## begin
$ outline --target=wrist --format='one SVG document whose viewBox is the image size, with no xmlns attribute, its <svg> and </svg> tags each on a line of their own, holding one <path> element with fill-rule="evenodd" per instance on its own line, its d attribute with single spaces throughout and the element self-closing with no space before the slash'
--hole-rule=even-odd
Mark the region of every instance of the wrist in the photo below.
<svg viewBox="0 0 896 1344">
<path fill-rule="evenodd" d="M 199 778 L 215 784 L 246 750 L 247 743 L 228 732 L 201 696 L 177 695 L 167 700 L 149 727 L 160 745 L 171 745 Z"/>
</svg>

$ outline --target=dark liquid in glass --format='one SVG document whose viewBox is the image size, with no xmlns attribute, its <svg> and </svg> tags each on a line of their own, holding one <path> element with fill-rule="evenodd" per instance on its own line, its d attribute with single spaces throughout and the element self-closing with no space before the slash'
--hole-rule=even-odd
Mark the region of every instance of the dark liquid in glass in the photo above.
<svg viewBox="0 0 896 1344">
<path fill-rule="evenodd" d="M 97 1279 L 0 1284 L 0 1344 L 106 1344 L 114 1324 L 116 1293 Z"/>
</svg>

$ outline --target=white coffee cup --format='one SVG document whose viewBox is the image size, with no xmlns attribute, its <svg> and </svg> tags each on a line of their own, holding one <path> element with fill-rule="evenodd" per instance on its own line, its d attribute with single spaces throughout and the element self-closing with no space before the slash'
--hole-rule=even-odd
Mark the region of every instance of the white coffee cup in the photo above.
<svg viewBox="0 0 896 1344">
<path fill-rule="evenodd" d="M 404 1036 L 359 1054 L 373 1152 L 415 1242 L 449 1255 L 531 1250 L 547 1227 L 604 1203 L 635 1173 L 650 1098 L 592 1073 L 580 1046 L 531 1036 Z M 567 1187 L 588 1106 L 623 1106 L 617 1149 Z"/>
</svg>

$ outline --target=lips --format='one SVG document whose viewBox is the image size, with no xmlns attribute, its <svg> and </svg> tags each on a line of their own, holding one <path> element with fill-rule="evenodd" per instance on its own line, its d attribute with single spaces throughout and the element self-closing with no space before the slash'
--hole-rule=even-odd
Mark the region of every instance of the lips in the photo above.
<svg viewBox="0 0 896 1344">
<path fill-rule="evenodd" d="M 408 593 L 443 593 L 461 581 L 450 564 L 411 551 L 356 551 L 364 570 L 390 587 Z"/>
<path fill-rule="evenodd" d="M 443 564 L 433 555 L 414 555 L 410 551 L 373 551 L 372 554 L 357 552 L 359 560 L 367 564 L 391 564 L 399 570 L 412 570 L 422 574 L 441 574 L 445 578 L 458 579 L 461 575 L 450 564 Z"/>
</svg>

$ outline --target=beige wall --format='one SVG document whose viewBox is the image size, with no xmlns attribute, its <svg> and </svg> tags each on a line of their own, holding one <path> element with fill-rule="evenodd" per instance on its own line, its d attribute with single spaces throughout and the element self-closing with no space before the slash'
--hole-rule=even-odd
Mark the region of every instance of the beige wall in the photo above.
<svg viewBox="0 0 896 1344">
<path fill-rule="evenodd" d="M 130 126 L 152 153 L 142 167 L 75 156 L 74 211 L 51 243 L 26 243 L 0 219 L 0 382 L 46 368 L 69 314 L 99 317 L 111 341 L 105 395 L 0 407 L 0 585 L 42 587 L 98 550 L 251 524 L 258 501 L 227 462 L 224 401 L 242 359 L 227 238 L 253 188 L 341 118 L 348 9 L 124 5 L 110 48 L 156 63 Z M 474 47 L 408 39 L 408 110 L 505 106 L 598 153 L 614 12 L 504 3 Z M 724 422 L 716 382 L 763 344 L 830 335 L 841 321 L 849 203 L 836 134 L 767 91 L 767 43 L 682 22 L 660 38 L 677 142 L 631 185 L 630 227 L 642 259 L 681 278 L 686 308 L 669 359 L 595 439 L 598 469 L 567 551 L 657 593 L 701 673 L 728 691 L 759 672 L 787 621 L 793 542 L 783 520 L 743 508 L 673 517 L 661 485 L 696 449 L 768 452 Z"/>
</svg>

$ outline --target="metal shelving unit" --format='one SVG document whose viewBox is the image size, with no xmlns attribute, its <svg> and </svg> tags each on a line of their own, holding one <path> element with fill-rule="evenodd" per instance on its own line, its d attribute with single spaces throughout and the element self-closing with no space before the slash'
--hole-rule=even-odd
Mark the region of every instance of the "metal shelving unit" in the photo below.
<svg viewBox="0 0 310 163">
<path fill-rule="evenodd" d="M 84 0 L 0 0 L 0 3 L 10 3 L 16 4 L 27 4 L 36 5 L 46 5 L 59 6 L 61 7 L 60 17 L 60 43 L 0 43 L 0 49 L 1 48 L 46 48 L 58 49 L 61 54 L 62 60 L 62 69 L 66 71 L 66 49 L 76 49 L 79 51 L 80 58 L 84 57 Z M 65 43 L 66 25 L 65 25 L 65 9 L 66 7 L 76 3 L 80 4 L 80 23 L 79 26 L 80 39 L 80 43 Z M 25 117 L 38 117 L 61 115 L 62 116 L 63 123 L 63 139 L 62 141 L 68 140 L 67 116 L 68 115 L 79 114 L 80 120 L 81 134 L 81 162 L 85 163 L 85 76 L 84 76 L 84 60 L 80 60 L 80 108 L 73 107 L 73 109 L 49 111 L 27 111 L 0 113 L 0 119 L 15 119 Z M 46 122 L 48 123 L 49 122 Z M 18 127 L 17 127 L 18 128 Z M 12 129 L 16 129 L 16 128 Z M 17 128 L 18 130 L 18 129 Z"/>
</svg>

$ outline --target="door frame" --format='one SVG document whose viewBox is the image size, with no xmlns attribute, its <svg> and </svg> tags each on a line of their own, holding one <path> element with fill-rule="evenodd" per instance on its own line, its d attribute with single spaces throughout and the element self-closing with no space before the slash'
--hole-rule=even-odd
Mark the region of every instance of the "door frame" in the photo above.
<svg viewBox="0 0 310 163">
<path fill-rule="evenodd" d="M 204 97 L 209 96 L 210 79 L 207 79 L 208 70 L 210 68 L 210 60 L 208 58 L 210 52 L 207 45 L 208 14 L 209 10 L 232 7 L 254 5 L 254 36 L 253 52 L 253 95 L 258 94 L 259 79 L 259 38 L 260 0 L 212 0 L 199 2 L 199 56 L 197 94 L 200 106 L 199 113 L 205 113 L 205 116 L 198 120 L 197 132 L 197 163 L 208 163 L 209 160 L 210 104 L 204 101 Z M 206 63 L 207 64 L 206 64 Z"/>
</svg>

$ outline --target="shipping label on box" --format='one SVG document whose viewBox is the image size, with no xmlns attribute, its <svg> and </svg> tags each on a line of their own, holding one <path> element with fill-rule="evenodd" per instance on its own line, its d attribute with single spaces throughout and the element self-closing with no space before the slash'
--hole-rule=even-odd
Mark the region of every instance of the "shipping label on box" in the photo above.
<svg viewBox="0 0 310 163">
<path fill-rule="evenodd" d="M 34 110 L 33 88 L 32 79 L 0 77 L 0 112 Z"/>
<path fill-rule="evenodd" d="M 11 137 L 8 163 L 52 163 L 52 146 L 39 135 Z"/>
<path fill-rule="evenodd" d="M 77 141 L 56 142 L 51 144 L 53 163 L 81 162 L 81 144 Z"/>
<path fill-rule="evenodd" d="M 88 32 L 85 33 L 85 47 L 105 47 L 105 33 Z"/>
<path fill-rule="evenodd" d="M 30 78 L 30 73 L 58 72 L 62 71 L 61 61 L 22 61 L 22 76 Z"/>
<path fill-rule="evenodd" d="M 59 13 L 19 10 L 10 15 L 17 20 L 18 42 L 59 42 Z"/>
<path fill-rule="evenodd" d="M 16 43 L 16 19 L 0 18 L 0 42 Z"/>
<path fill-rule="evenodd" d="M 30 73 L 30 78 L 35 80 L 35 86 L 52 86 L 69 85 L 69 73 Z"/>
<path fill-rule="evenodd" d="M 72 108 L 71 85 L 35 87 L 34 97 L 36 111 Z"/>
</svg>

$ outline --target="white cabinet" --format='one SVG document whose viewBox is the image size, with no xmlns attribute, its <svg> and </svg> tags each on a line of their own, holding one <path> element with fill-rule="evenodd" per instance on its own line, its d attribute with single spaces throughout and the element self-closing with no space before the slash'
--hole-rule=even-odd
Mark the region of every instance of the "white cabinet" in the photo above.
## end
**What is needed:**
How many lines of the items above contain the word "beige"? Reply with the number alone.

**The answer:**
2